**Recorded data**
============================================================

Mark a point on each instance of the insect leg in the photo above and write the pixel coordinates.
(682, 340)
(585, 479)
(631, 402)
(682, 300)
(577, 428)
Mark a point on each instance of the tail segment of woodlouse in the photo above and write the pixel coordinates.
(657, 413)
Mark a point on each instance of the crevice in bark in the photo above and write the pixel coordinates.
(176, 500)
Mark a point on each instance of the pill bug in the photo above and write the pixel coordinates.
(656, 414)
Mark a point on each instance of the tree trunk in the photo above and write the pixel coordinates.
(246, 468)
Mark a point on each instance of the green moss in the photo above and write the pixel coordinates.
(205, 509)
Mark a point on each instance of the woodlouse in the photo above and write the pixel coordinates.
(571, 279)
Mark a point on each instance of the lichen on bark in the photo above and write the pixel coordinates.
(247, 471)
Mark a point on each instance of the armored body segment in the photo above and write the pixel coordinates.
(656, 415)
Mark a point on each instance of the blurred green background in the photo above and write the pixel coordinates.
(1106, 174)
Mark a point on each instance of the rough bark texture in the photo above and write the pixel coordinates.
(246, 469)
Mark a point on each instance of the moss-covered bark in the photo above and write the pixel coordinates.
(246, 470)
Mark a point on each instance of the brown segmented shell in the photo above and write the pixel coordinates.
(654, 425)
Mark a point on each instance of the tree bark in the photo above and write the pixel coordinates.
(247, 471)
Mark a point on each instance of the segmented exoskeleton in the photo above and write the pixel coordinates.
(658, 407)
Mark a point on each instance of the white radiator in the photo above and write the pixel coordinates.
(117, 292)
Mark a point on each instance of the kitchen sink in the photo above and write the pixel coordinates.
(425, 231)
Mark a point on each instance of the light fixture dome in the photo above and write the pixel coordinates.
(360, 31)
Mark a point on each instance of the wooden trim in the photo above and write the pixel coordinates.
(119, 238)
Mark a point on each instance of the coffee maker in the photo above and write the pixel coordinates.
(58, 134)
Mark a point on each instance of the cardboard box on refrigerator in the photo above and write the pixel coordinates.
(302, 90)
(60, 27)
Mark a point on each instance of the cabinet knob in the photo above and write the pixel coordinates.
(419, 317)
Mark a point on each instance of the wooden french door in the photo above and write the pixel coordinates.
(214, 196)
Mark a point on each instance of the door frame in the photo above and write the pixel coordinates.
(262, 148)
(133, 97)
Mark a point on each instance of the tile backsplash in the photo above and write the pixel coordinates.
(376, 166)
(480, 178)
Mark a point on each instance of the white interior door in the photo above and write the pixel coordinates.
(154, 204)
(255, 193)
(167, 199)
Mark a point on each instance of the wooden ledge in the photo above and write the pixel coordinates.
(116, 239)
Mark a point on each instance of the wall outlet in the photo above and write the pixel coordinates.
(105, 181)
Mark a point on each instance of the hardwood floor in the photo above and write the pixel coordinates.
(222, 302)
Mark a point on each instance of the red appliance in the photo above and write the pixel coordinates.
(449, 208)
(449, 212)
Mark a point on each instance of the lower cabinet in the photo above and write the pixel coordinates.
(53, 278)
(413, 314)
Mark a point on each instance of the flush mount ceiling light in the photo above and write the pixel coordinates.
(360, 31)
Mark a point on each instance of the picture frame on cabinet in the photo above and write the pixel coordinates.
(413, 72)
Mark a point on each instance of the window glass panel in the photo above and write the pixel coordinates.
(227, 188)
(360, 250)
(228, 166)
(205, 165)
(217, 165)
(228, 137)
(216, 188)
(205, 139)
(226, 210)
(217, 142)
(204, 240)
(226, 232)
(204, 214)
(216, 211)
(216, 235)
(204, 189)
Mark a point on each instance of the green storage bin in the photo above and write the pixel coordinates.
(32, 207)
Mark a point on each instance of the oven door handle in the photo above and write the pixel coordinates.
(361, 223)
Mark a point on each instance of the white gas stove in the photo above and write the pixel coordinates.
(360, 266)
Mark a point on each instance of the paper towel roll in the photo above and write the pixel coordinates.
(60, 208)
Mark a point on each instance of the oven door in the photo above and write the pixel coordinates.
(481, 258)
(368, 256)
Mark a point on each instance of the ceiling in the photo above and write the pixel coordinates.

============================================================

**Do this**
Rewrite the rows above, swapping every "Mark a point" for "Place a point" and leaving all other text untouched.

**Final answer**
Place a point on each instance of the insect leg in the photo above and write the pixel coordinates.
(682, 340)
(585, 479)
(631, 402)
(682, 300)
(577, 428)
Place a point on each instance of the tail segment of woodlouse in the photo above and write the pixel coordinates.
(657, 413)
Place a point on each instance of the crevice in bark in the photo above and write the pixel coordinates.
(176, 500)
Place a point on each instance of the pill bug in the photo above and write the pixel coordinates.
(656, 414)
Place a point on each instance of the tree trunk in the photo above and write the pixel coordinates.
(246, 468)
Place a point on each instance of the green moss in the photo above and write the pixel coordinates.
(205, 509)
Place a point on each instance of the woodlouse in the photo above and write the pixel coordinates.
(571, 279)
Place a point on each instance of the lichen on bark in the photo above and write the pixel coordinates.
(247, 471)
Place a point on each instance of the armored body segment in the photo above and write the pixel coordinates.
(656, 415)
Place a point on each instance of the blurred green background in the photo above and write the pixel coordinates.
(1106, 174)
Place a point on each instance of the rough bark texture in the photo above and write the pixel coordinates.
(246, 469)
Place a point on each instance of the moss-covered bark in the photo above and write the pixel coordinates.
(246, 470)
Place a point on each instance of the brown segmented shell in the photo above and write the pixel coordinates.
(654, 425)
Place a point on each instance of the tree bark in the photo above and write the pixel coordinates.
(247, 471)
Place a point on each instance of the segmented exoskeleton in the photo above and write the pixel coordinates.
(658, 407)
Place a point on each instance of the white radiator in the photo above and write the pixel coordinates.
(117, 292)
Place a point on each instance of the kitchen sink in the photo above and write the pixel coordinates.
(425, 231)
Place a point on each instance of the light fixture dome in the photo above and write the pixel coordinates.
(360, 31)
Place a point on each instance of the wooden trim in the photo above and write the pixel coordinates.
(119, 238)
Place a point on each instance of the coffee maker in the photo above and write the pixel coordinates.
(58, 134)
Place a point on each instance of the cardboard box on refrigerator in the photo above and write the pixel coordinates.
(302, 90)
(60, 27)
Place a point on each instance of the cabinet knob in the photo above and write the pixel coordinates.
(419, 317)
Place a point on each instance of the wooden french door in the photo above and write the pixel coordinates.
(214, 196)
Place a point on each instance of the door frame in the photo above and write the pixel coordinates.
(262, 148)
(133, 97)
Place a point on each instance of the tile backsplash in the photo above and write the pixel coordinates.
(376, 166)
(480, 178)
Place a point on each instance of the white interior door in the photo above and write the pixel coordinates.
(154, 204)
(255, 193)
(167, 199)
Place a point on each instance of the wooden ledge in the photo above and write the pixel coordinates.
(116, 239)
Place a point on each instance of the wall outlet in the photo above and write the pixel coordinates.
(105, 181)
Place a point on each instance of the hardwood floor in the photo above and write the pixel coordinates.
(222, 302)
Place a point on each instance of the red appliance in the photo above and write the pixel coordinates.
(449, 208)
(449, 212)
Place a point on each instance of the lower cabinet in the photo above and write the pixel coordinates.
(53, 278)
(413, 314)
Place a point on each instance of the flush mount ceiling light in the photo above and write the pixel coordinates.
(360, 31)
Place a point on each instance of the picture frame on cabinet in the photo above and write the pixel coordinates.
(413, 72)
Place a point on each instance of the window glass panel in the photo above and write the pixel coordinates.
(227, 188)
(360, 250)
(228, 166)
(205, 165)
(217, 165)
(228, 137)
(216, 188)
(205, 139)
(226, 210)
(217, 142)
(204, 240)
(226, 232)
(204, 214)
(216, 211)
(216, 235)
(204, 189)
Place a point on each instance of the green storage bin in the photo above and write the pixel coordinates.
(32, 207)
Place a point on each instance of the oven door handle in the photo above and write the pixel coordinates.
(361, 223)
Place a point on each instance of the white gas stove in the photo above and write the pixel coordinates.
(360, 266)
Place a point on each instance of the paper towel roll in the photo above and write the pixel coordinates.
(60, 208)
Place a point on each instance of the oven door in the photo above and write the pixel coordinates.
(481, 258)
(368, 256)
Place a point on each instance of the ceiling in the photo above and write the pixel coordinates.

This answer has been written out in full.